Task statement:
Give the data below again exactly as it stands. Omit the pictures.

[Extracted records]
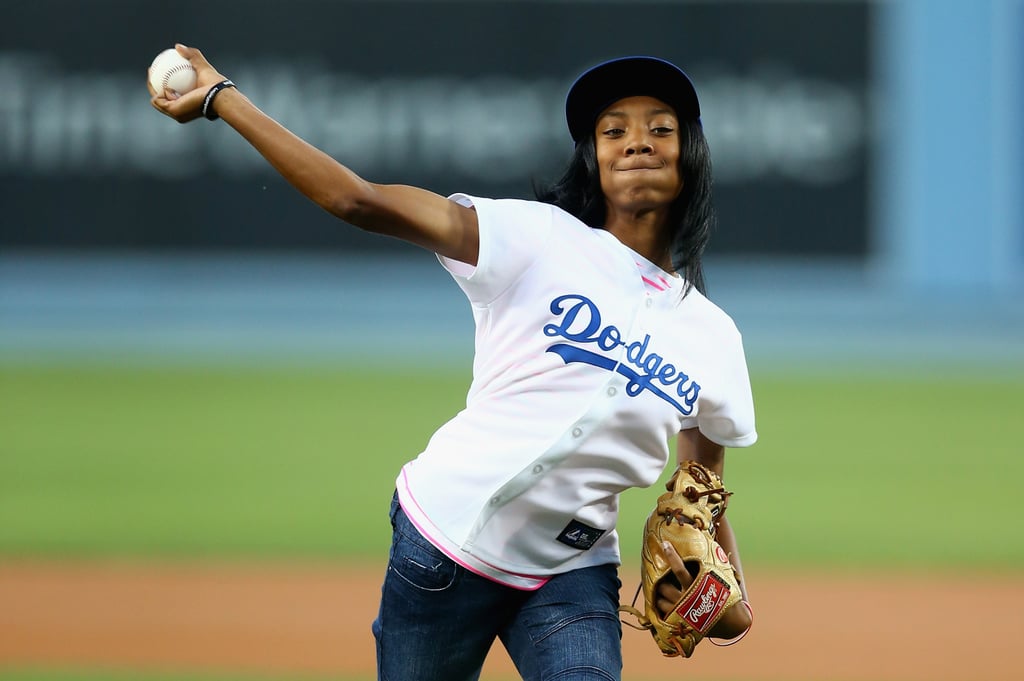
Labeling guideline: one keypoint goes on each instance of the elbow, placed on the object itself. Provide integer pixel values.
(354, 207)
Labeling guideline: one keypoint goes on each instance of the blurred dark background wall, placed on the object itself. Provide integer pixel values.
(453, 96)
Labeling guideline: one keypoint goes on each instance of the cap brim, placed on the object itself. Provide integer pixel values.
(610, 81)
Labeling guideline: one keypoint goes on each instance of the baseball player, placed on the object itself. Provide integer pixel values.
(595, 347)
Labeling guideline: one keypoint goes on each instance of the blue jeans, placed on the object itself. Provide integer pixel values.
(437, 620)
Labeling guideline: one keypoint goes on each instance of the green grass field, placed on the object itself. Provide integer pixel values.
(907, 471)
(299, 463)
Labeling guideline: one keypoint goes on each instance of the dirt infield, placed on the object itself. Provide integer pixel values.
(314, 620)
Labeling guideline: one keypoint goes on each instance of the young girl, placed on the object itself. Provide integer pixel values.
(595, 346)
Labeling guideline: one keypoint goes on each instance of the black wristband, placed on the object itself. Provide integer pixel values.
(208, 112)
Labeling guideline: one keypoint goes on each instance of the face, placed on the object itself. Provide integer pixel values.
(638, 149)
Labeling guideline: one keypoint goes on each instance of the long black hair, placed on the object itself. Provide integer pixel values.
(691, 216)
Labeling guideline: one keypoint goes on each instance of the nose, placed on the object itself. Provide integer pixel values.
(639, 143)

Solution for this problem:
Labeling guideline: one keypoint goes on each instance of the elbow, placed on the object itself. Provide integer pixel values.
(354, 207)
Labeling guideline: one keypoint goes on each instance of the blurred dark background wall, placed on the object itself. Provide integer pixel values.
(453, 96)
Labeling guideline: one keypoint goes on each instance of the cap brim, placed on the object itself. Provide integer pixel values.
(610, 81)
Labeling guideline: one keypoint goes on each instance of the baseball player, placed on the object itself. Provide integer pixel values.
(595, 347)
Labeling guideline: one keypoint goes on each instance of the blue jeans, placed on the object itself. Provide integer pixel values.
(437, 620)
Labeling guideline: one keypoint goes on each instance of the green grass field, placed on the object itself. Provide integer pixel values.
(907, 471)
(299, 463)
Labeling guideline: one keypoint goes on each instance of the dirt infield, placed on the object itself. Provide integer pixel values.
(314, 620)
Labeling guideline: one keypoint goes on each instance of the young girl, placed on the object itself. Provide integer pixel values.
(595, 346)
Labeling guideline: one keypoint goes on each instance of the black wristband, placed on the object itself. Provide integer pixel values.
(208, 112)
Labeling guideline: one keypoint goes on each instance of the face, placed on the object itself. Provide integer pixel values.
(638, 149)
Labeling guideline: one keypoint goes on each instance of the long black hair, placed on the object itself. Provide integer pixel values.
(691, 216)
Labeling guideline: one keypoint goes on each instance of the nose, placed on the object itself. Provide integer pixel values.
(639, 143)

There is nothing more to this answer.